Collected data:

*-*-*

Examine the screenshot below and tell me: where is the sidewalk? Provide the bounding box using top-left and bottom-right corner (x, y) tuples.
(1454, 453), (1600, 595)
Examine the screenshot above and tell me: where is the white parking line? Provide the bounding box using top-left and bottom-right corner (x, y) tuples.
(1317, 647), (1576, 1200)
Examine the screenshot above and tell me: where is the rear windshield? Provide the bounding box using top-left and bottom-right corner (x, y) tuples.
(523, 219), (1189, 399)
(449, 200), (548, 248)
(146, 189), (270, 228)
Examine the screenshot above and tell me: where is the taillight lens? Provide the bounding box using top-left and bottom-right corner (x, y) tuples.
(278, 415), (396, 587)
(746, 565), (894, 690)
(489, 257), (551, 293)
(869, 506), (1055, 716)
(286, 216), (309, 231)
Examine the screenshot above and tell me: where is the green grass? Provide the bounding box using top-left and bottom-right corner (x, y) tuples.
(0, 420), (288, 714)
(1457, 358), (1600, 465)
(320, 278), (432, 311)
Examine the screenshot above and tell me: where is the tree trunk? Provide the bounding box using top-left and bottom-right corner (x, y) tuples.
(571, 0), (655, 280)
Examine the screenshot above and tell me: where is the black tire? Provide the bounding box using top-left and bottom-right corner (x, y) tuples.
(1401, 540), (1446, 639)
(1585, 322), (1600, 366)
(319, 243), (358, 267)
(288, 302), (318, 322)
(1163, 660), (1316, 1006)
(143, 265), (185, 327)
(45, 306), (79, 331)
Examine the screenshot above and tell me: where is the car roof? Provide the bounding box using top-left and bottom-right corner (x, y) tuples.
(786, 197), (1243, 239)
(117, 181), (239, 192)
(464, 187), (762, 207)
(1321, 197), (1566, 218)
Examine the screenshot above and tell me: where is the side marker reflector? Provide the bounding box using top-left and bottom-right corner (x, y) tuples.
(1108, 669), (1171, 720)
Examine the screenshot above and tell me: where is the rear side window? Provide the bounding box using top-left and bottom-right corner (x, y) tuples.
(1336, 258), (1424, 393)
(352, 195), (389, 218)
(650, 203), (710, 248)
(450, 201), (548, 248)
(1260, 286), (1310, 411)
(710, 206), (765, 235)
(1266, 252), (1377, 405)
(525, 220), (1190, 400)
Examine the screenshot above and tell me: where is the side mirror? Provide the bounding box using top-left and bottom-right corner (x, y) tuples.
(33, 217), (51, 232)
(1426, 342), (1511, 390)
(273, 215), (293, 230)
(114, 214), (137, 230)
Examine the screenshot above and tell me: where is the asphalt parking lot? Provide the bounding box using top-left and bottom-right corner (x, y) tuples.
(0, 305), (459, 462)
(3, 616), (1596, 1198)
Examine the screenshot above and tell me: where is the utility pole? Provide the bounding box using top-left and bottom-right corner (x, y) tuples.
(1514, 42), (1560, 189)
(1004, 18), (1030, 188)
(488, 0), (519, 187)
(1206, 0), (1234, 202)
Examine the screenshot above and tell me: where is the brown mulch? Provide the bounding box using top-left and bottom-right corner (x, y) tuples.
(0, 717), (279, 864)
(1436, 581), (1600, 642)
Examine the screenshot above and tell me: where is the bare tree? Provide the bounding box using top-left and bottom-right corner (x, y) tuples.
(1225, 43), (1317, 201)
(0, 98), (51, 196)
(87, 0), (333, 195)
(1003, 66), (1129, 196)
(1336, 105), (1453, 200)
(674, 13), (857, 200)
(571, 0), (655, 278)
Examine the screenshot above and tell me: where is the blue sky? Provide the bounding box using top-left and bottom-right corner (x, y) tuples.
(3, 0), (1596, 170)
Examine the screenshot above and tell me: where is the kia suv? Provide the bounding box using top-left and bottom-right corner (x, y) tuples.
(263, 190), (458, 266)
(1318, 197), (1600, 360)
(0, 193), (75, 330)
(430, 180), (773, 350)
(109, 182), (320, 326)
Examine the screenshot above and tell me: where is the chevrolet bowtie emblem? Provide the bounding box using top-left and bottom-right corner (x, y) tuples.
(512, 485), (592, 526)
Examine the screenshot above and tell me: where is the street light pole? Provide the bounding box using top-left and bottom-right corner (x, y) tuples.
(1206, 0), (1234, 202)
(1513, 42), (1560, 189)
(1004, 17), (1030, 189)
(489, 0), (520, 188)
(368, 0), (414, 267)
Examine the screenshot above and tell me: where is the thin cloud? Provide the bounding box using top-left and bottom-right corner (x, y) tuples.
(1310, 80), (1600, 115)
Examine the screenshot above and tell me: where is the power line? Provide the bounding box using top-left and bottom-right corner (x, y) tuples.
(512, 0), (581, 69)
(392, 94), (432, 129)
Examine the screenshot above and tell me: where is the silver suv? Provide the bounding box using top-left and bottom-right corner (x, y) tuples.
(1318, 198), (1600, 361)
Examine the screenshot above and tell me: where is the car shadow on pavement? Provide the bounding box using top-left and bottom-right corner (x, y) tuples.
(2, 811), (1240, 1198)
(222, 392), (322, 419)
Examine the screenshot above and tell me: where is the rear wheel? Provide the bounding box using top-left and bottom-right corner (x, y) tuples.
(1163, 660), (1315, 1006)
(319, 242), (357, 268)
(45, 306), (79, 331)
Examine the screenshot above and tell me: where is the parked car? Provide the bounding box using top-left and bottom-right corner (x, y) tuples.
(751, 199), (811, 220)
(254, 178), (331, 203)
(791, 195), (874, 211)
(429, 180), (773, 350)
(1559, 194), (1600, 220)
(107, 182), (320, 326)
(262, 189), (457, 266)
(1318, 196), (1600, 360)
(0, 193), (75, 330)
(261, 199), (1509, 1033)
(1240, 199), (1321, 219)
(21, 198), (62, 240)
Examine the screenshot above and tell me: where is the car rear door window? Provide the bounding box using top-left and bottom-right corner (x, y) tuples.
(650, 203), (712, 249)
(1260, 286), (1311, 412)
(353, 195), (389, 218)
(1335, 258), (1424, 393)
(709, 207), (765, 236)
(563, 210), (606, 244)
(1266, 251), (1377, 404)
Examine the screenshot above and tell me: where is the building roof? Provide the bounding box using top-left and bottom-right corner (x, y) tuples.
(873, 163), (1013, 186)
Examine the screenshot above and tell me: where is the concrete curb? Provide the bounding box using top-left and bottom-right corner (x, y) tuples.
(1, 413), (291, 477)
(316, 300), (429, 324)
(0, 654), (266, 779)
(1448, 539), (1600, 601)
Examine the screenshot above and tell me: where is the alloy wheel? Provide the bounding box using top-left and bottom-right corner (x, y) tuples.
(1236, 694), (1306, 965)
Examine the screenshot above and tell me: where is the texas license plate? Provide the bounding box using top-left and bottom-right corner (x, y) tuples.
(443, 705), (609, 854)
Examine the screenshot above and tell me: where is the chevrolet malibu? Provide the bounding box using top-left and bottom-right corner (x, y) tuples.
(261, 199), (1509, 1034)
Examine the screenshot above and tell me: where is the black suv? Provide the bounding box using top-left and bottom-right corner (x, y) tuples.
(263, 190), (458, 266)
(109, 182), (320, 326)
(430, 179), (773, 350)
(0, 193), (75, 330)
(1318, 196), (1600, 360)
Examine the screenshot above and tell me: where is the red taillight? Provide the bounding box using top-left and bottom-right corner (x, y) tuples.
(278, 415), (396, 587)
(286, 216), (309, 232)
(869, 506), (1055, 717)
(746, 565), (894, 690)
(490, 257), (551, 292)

*-*-*

**Work task:** Print each line of the data exactly. Keep all of it.

**Result:**
Examine the screenshot below and tell me: where is the sidewalk? Provide the bounding box using top-left and bottom-right corner (x, y) tuples.
(1454, 453), (1600, 595)
Examine the screenshot above and tell me: where is the white parking line? Provide the bounding box using top-left and bottom-right corner (x, y) tuples.
(1317, 647), (1576, 1200)
Examine the screenshot above and tell me: where is the rear windshield? Provide the bounding box using top-left and bottom-right corner (x, y) tuples.
(523, 219), (1189, 399)
(449, 200), (548, 248)
(146, 189), (270, 228)
Examine the screenshot above and tell me: where is the taillight lens? Provide the bounding box using top-left and bottom-right corner (x, y) tuples.
(278, 415), (396, 587)
(746, 565), (894, 690)
(489, 257), (551, 293)
(869, 506), (1055, 716)
(286, 216), (309, 231)
Examine the screenshot above and tell me: where is the green grass? Provide the bounding box using top-left and bottom-right corner (x, y) tuples.
(0, 420), (288, 714)
(1457, 358), (1600, 465)
(320, 278), (432, 311)
Examine the screenshot above and tell me: where is the tree trunk? Provide the bounding box using top-left and bottom-right corner (x, y) tuples.
(571, 0), (655, 280)
Examine the screenshot above and tell me: where is the black tire? Provide the bounding box using top-left and bottom-right corner (x, y) tuples.
(1401, 540), (1446, 639)
(1585, 322), (1600, 366)
(319, 243), (358, 267)
(288, 302), (318, 322)
(1163, 660), (1316, 1006)
(143, 265), (185, 327)
(45, 306), (79, 331)
Examine the screenshot above and tell me: where is the car roof? Provide the bounding box using top-left and bottom-right corner (x, y) tuples.
(786, 197), (1243, 239)
(117, 181), (239, 192)
(464, 187), (762, 207)
(1321, 197), (1566, 218)
Examine the screenshot above and tell me: where is the side marker reflector? Provide the bounding box using top-left and bottom-right corner (x, y) tuples.
(1108, 669), (1171, 720)
Examine the screenshot above and tell me: where is the rear side window? Provide the bounding box using top-left and bottom-right corner (x, y) tuples.
(1336, 258), (1424, 393)
(352, 195), (389, 218)
(650, 203), (710, 248)
(450, 201), (548, 248)
(1260, 286), (1310, 411)
(710, 206), (765, 235)
(1266, 252), (1377, 405)
(525, 220), (1190, 400)
Examine the screenshot above and tell me: where is the side mirror? Provide the bounding box using top-left and bottom-right corner (x, y) tuples.
(33, 217), (51, 232)
(1426, 342), (1511, 390)
(273, 215), (293, 230)
(114, 214), (137, 230)
Examine the screenshot above and tell me: where is the asphalt parking lot? Provide the bounding box using top-left and bottom-right corner (x, y) tuples.
(0, 305), (459, 462)
(3, 616), (1596, 1198)
Examine the screenshot above and tell me: where is the utility pole? Provide the bounding box using top-left and bottom-right corner (x, y) tuples.
(1514, 42), (1560, 189)
(1004, 18), (1030, 188)
(488, 0), (519, 187)
(1206, 0), (1234, 202)
Examine the screenshot above and tell me: where is the brown mulch? Provide the bounding box using top-left and bottom-right corner (x, y) tuples.
(0, 717), (279, 864)
(1436, 581), (1600, 642)
Examine the screenshot above and tell me: where is the bare tree? Provide the bounding box using top-left and bottom-right corner (x, y) tuples.
(1225, 43), (1317, 201)
(0, 98), (51, 196)
(87, 0), (333, 195)
(1003, 66), (1129, 196)
(1336, 105), (1453, 200)
(674, 13), (857, 200)
(571, 0), (655, 278)
Examine the screenshot above and tell me: where is the blue sky? Provide the bounding box using top-left and bottom-right corner (x, y) tuples.
(3, 0), (1596, 170)
Examine the screenshot above and tell me: where is the kia suv? Provide the bounding box using top-left and bottom-right corner (x, y) tuples.
(263, 190), (458, 266)
(1318, 197), (1600, 360)
(0, 193), (75, 330)
(430, 180), (773, 350)
(109, 182), (320, 326)
Examine the screenshot above and tell me: where is the chevrolet bowtie emblem? Provide the bounding box using top-left and bottom-right corner (x, y) tuples.
(512, 485), (592, 526)
Examine the screenshot above and tell me: where is the street light pole? Provide the bounding box using top-left and bottom-right corner (x, y) tuples.
(1206, 0), (1234, 202)
(1513, 42), (1560, 189)
(1004, 17), (1030, 189)
(489, 0), (520, 188)
(368, 0), (414, 267)
Examine the screenshot above and tell me: where is the thin cloud? Provide the bounding box using top-left and bottom-right corner (x, y) tuples.
(1310, 80), (1600, 115)
Examine the screenshot above and tell me: where is the power line? Provide the bounding box using top-left and bottom-right corner (x, y) tuples.
(512, 0), (581, 69)
(392, 94), (432, 129)
Examine the screenshot above and tell me: where is the silver suv? Provide the bounding box using top-left and bottom-right corner (x, y) tuples.
(1318, 198), (1600, 361)
Examine the screenshot above and tell me: where is the car shadow on pavement? Provide the bounding box using top-left and bottom-right corner (x, y) tuples.
(2, 811), (1240, 1198)
(222, 392), (322, 419)
Examine the screenshot above and tell me: where is the rear wheel? Provide the bounding box using top-left and bottom-right corner (x, y) tuples.
(1163, 660), (1315, 1006)
(319, 242), (357, 268)
(45, 306), (79, 331)
Examine the screenshot above and tell me: where is the parked car? Provide the bounding box using top-left and bottom-right corner (x, y) tuples.
(751, 199), (811, 220)
(254, 178), (331, 203)
(791, 195), (874, 211)
(429, 180), (773, 350)
(1559, 194), (1600, 220)
(107, 182), (320, 326)
(262, 189), (457, 266)
(1318, 196), (1600, 360)
(0, 193), (75, 330)
(261, 199), (1509, 1033)
(1240, 199), (1321, 219)
(21, 198), (62, 240)
Examine the screenshot above and tell me: where is the car rear door window? Provide the bounding box using top-left and bottom-right corner (x, y) tuples.
(650, 203), (712, 249)
(1260, 286), (1311, 412)
(353, 195), (389, 218)
(1335, 258), (1424, 393)
(709, 207), (765, 236)
(563, 210), (606, 244)
(1266, 251), (1377, 404)
Examine the screenshot above and tell me: where is the building roof? Provide the bounding box using top-left and bottom-right corner (x, y) tuples.
(873, 163), (1013, 186)
Examine the screenshot above and tell me: where is the concrete curb? Provide the bounding box using top-left and bottom-right corner (x, y) tuples.
(1, 413), (291, 477)
(316, 300), (429, 324)
(0, 654), (266, 779)
(1448, 539), (1600, 601)
Examine the screenshot above and tell me: where is the alloy wheel? Provide the bounding box using top-left and bottom-right corner (x, y) tuples.
(1236, 694), (1306, 965)
Examine the screenshot above and tell me: where is the texas license plate? Provide the bounding box using top-left and bottom-right corner (x, y) tuples.
(443, 705), (609, 854)
Examine the screenshot above and tell me: where is the chevrolet malibu? Provide the bounding box using top-left and bottom-right corner (x, y) tuples.
(261, 199), (1509, 1034)
Examine the screenshot above and tell me: where is the black suv? Provide the bounding box using top-left and bottom-right corner (x, y) tuples.
(263, 190), (458, 266)
(109, 182), (320, 326)
(430, 179), (773, 350)
(0, 193), (75, 330)
(1318, 196), (1600, 360)
Examine the screenshot above and tell me: where is the red taillight? Provide the bounding box using top-left and bottom-right corner (x, y) tuples.
(278, 415), (396, 587)
(286, 216), (309, 232)
(869, 506), (1055, 717)
(746, 565), (894, 690)
(490, 257), (551, 292)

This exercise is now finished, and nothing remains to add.